- _Exercise directions_
Rewrite the records from their start through the line containing "480 38 L 479", changing "horizon" to "skyline" and keeping everything else the same.
══ Data to use ══
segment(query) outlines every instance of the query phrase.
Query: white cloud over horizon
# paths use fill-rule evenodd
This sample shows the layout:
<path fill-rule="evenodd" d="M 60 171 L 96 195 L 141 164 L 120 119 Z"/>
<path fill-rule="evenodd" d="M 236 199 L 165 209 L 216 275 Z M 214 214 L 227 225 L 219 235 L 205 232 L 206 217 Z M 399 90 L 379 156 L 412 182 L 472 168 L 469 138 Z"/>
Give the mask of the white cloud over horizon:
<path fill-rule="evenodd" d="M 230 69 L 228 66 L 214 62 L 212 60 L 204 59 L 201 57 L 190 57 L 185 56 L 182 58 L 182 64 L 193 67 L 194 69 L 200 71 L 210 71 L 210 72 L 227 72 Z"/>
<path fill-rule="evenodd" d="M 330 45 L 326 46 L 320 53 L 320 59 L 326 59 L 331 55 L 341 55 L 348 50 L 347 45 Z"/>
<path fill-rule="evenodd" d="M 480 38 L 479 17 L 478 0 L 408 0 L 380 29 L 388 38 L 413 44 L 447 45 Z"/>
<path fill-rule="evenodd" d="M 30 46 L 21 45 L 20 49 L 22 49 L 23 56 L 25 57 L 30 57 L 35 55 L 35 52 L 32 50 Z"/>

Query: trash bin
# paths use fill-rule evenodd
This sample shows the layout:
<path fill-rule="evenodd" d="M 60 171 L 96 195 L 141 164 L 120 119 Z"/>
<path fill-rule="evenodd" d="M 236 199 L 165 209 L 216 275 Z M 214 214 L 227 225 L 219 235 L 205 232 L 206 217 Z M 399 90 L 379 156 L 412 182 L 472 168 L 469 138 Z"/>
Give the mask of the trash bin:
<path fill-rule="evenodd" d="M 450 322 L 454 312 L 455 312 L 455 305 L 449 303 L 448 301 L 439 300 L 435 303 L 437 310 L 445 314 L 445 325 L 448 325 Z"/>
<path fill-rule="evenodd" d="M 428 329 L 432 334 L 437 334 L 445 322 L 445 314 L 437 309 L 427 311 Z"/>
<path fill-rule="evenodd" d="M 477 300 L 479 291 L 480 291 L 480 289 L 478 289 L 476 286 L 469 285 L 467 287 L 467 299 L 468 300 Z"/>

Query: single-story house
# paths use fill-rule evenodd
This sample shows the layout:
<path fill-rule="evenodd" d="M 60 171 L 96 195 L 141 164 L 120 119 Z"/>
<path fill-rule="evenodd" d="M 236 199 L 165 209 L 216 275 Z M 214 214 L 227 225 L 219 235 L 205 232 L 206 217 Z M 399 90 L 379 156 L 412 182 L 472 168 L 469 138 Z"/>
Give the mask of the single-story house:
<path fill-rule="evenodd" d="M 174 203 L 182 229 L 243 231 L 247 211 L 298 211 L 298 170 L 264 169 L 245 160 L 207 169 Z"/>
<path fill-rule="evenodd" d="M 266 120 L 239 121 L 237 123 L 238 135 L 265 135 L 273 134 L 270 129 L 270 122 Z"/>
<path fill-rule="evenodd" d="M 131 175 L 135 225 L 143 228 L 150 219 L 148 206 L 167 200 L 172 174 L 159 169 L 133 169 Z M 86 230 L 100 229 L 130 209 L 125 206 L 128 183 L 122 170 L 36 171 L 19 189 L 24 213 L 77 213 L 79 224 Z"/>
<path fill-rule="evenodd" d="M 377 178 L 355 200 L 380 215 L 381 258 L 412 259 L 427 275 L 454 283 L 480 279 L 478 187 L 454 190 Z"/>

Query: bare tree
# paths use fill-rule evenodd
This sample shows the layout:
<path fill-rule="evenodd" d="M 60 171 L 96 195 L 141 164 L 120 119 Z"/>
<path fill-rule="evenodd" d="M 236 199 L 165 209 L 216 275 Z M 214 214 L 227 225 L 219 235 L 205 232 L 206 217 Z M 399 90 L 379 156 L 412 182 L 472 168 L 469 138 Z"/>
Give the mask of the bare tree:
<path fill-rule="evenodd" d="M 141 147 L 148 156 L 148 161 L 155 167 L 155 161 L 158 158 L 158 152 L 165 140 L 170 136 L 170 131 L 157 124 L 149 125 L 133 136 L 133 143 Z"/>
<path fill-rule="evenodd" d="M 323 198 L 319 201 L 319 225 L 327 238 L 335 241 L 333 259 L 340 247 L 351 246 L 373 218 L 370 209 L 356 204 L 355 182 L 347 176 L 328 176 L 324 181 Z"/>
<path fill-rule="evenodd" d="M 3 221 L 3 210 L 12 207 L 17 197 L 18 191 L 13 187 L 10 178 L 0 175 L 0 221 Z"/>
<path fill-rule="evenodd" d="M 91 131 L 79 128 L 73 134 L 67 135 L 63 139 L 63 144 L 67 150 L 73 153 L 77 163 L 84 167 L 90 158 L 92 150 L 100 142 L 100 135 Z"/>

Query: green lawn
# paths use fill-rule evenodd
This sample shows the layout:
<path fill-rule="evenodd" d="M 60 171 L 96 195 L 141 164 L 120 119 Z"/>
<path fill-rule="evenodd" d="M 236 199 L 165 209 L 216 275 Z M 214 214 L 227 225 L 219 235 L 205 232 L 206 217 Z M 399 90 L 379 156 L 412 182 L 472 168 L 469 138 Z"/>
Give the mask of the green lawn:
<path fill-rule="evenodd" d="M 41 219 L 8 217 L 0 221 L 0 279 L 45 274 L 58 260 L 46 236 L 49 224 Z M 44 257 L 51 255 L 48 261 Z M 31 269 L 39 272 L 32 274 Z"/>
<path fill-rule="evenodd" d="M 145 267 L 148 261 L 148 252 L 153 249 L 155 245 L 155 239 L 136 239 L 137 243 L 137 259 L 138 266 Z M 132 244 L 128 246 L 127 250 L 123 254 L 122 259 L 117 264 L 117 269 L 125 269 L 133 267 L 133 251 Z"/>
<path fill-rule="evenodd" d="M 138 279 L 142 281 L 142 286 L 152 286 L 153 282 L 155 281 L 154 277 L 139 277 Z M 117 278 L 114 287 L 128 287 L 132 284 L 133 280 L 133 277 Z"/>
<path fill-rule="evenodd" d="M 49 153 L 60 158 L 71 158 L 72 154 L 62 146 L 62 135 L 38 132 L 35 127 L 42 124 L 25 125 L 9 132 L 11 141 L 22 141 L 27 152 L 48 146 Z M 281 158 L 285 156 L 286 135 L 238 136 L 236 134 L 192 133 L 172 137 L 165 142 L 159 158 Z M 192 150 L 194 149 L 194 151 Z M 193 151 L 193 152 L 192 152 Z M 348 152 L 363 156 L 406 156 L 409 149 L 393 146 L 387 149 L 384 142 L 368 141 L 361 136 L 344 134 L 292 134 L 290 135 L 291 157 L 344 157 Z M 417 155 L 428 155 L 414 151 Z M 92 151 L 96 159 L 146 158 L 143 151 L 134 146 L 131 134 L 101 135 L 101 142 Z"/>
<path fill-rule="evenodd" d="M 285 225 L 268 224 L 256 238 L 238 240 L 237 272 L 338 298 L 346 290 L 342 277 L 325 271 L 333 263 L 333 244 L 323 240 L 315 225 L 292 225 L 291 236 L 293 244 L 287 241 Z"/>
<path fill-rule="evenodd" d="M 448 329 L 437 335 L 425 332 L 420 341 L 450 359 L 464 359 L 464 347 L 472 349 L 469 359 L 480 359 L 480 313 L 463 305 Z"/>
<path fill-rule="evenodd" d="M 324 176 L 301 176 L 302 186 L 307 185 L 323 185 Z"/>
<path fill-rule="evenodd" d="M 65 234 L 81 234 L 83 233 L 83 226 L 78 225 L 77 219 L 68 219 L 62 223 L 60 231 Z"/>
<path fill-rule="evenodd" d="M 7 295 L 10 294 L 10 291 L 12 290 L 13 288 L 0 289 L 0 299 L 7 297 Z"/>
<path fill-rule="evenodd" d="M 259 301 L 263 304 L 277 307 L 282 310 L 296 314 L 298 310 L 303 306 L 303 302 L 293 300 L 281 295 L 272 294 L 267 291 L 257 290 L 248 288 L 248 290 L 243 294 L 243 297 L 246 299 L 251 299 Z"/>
═══
- _The result_
segment(query) outlines every instance of the query phrase.
Query: white cloud over skyline
# paths use fill-rule evenodd
This sample shows the layout:
<path fill-rule="evenodd" d="M 60 171 L 96 195 L 141 164 L 120 119 Z"/>
<path fill-rule="evenodd" d="M 236 199 L 165 209 L 216 275 Z M 214 214 L 227 225 L 219 235 L 205 232 L 206 217 Z M 399 90 L 379 156 L 412 182 L 472 168 L 469 138 Z"/>
Give the mask of the white cloud over skyline:
<path fill-rule="evenodd" d="M 230 69 L 228 66 L 214 62 L 212 60 L 204 59 L 201 57 L 190 57 L 185 56 L 182 58 L 182 64 L 193 67 L 194 69 L 200 71 L 210 71 L 210 72 L 227 72 Z"/>
<path fill-rule="evenodd" d="M 330 45 L 326 46 L 320 53 L 320 59 L 326 59 L 331 55 L 341 55 L 348 50 L 347 45 Z"/>
<path fill-rule="evenodd" d="M 480 38 L 479 17 L 478 0 L 408 0 L 380 29 L 388 38 L 413 44 L 447 45 Z"/>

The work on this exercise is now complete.